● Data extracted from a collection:
- - -

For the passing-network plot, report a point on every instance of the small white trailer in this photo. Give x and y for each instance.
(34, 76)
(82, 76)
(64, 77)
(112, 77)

- - -

● Exercise objective:
Transcribe all of the records above without altering anything.

● Response:
For the passing-network plot, report a point on every instance of the small white trailer in this photo. Give x and y for each instance.
(34, 76)
(82, 76)
(64, 77)
(112, 77)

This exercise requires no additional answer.